EXERCISE DESCRIPTION => Could you pick up the SRv6 traffic accounting text below and continue it from its last sentence?

SRv6 Traffic Accounting

Effective management of Segment Routing over IPv6 (SRv6) networks necessitates granular visibility into traffic flow and resource consumption. This chapter addresses the critical requirement for traffic accounting within an SRv6 domain, leveraging the inherent programmability and explicit path control offered by the architecture. It details the methodologies, mechanisms, and tools employed to systematically monitor and quantify data traversing specific segments, policies, and Segment Identifiers (SIDs). The objective is to provide actionable data essential for optimizing network resource utilization, validating Service Level Agreements (SLAs), facilitating informed capacity planning, and enabling precise troubleshooting within complex SRv6 deployments.

PROVIDED INFORMATION =>
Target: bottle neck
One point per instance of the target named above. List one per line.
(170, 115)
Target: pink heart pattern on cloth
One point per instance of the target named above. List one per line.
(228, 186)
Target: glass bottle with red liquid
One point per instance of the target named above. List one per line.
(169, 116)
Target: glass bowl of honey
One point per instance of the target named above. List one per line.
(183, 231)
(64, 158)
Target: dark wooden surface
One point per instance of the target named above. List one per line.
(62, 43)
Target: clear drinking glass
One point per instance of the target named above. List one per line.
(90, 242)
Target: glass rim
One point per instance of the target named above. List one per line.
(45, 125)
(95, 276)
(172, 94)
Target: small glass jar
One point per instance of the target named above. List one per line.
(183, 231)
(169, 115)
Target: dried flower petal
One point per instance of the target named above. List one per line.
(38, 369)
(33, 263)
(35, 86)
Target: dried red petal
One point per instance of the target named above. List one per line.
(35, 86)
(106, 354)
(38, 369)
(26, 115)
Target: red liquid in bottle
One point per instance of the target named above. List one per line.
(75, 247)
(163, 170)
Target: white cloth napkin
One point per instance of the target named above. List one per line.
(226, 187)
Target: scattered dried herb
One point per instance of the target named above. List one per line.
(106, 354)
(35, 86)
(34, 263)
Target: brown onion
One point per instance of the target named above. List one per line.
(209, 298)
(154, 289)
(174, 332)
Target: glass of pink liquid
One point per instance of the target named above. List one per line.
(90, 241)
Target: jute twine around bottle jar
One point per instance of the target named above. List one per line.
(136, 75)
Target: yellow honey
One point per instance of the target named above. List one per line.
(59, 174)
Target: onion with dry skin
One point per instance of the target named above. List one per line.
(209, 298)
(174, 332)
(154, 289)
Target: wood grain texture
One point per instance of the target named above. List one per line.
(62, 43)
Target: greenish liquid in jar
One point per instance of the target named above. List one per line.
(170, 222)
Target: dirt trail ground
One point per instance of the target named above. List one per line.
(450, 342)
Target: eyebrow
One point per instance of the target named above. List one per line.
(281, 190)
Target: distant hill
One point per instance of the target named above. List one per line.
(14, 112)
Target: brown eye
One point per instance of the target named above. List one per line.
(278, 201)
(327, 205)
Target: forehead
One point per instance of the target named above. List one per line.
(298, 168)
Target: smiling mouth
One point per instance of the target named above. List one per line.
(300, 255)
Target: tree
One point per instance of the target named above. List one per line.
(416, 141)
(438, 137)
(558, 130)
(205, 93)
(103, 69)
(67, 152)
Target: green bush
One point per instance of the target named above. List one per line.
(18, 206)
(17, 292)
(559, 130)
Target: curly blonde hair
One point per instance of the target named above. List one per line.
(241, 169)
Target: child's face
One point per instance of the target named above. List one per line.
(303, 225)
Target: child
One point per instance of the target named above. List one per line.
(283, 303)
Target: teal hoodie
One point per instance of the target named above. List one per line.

ANSWER TO THIS EXERCISE =>
SRv6 traffic accounting

SRv6 traffic accounting is a network management solution that:

  • enables routers to record the number of packets and bytes transmitted on specific egress interfaces for IPv6 traffic using per-locator SRv6 counters

  • monitors aggregated traffic flows as they enter, traverse, and leave the SRv6-enabled network, enabling traffic analysis from ingress to egress nodes, and

  • provides essential data for capacity planning, traffic forecasting, SLA compliance, and anticipating network failures or expansion needs.

Per-locator SRv6 counters are measurement tools within SRv6 traffic accounting that track packets and bytes for each SRv6 locator, providing granular insight into traffic volumes for detailed monitoring and capacity planning.

Table 1. Feature History Table

Feature Name

Release Information

Feature Description

SRv6 Traffic Accounting

Release 25.1.1

Introduced in this release on: Fixed Systems (8700 [ASIC: K100], 8010 [ASIC: A100])

This feature is now supported on:

  • 8712-MOD-M

  • 8011-4G24Y4H-I

SRv6 Traffic Accounting

Release 24.4.1

Introduced in this release on: Fixed Systems (8200 [ASIC: P100], 8700 [ASIC: P100])(select variants only*); Modular Systems (8800 [LC ASIC: P100])(select variants only*)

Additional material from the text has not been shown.